### Aim
Go through the material below and copy out every line that contains the word "dark".

### The data
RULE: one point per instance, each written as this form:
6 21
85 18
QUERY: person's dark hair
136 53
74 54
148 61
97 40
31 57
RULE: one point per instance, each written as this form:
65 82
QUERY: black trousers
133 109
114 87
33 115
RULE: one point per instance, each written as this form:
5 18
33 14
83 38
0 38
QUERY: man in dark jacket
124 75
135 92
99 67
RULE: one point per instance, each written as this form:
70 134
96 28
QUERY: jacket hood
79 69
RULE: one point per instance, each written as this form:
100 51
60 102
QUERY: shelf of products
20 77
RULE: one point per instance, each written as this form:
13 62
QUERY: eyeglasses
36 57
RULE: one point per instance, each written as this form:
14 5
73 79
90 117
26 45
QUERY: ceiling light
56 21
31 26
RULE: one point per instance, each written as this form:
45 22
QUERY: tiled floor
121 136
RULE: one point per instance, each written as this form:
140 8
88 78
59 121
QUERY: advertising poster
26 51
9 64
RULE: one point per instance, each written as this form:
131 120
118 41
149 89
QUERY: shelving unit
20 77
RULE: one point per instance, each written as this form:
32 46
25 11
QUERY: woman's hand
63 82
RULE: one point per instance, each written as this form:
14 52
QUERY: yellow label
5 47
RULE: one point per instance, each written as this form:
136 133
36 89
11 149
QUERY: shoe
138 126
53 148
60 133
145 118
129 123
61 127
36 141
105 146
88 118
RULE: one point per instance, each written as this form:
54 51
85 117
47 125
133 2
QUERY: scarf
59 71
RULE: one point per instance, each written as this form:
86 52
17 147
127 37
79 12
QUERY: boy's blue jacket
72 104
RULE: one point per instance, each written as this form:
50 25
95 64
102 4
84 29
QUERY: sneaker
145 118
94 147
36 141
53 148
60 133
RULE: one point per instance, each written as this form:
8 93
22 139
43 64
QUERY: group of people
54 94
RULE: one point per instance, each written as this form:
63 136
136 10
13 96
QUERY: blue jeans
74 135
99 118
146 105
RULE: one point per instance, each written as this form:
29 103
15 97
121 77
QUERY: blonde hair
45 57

...

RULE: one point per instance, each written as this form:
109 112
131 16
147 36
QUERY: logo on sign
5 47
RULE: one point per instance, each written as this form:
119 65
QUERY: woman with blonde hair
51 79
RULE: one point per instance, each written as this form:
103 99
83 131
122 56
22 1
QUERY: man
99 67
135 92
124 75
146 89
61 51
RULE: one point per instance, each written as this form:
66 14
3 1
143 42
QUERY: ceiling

### Result of the task
QUERY: person's dark hair
QUERY: man in dark jacket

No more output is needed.